What you have to do
The listing below holds a line with "# a single point is shaped like point(120, 197)" and a later line with "# a single point is shaped like point(331, 153)". Write out those two lines and every line between them, exactly, and nothing else.

Material supplied
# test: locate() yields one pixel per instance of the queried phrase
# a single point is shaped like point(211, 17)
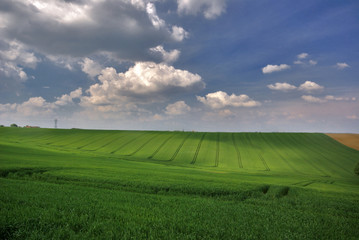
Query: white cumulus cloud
point(310, 86)
point(221, 99)
point(144, 82)
point(281, 86)
point(167, 57)
point(90, 67)
point(342, 65)
point(302, 55)
point(274, 68)
point(210, 8)
point(327, 98)
point(312, 99)
point(178, 33)
point(177, 108)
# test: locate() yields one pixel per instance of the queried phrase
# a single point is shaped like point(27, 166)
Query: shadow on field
point(232, 194)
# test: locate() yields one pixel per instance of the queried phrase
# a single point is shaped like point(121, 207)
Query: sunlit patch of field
point(348, 139)
point(90, 184)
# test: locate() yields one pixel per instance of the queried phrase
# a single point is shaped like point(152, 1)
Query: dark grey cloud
point(77, 29)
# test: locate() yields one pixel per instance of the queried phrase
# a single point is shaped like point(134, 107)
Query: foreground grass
point(57, 193)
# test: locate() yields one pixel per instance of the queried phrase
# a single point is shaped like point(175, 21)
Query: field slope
point(58, 183)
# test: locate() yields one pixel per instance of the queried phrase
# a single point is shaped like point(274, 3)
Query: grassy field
point(83, 184)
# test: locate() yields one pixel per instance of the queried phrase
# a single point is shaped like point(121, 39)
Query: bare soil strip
point(348, 139)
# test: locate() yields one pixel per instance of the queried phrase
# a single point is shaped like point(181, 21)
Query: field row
point(302, 153)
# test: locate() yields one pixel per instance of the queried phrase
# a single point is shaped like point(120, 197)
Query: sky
point(193, 65)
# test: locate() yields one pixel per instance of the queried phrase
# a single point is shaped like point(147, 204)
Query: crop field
point(80, 184)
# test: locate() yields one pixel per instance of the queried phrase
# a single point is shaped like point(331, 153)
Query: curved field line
point(240, 165)
point(68, 144)
point(264, 162)
point(280, 156)
point(126, 143)
point(323, 156)
point(179, 147)
point(197, 150)
point(108, 143)
point(80, 147)
point(217, 152)
point(138, 149)
point(161, 146)
point(259, 155)
point(295, 152)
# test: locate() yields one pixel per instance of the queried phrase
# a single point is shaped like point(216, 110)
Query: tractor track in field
point(108, 143)
point(126, 143)
point(161, 146)
point(216, 163)
point(310, 146)
point(280, 156)
point(304, 158)
point(142, 146)
point(266, 167)
point(239, 158)
point(198, 148)
point(85, 145)
point(77, 140)
point(179, 147)
point(306, 183)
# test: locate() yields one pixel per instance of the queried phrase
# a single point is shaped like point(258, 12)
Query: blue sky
point(204, 65)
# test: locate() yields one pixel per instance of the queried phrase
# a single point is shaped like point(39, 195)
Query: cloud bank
point(221, 99)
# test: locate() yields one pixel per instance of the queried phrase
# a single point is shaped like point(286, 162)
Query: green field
point(83, 184)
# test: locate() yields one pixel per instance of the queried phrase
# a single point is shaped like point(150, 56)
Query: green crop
point(94, 184)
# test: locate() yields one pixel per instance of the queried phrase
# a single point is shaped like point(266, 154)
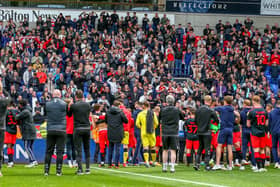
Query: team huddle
point(148, 134)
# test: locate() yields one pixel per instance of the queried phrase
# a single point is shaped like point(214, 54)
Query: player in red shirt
point(192, 141)
point(132, 140)
point(11, 132)
point(268, 138)
point(257, 120)
point(71, 154)
point(237, 139)
point(126, 127)
point(158, 137)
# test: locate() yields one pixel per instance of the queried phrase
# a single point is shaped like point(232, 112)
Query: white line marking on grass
point(160, 178)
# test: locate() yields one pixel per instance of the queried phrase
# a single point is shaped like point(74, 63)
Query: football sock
point(262, 157)
point(125, 155)
point(189, 160)
point(102, 157)
point(258, 159)
point(10, 152)
point(146, 155)
point(239, 154)
point(154, 155)
point(157, 152)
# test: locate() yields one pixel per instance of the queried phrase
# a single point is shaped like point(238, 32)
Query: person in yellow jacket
point(147, 121)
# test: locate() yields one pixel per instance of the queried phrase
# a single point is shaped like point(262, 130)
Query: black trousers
point(2, 135)
point(55, 141)
point(182, 144)
point(204, 143)
point(82, 139)
point(71, 155)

Problem solution
# a single point is shaped like point(120, 197)
Query: sky
point(193, 65)
# test: locate() yields one pixel per instance of the queried phrase
# a single point is shaped like point(147, 204)
Query: crop field
point(80, 184)
# test: locate() yields one pixel per instance of the queried phrase
# a single point is shaped like point(331, 153)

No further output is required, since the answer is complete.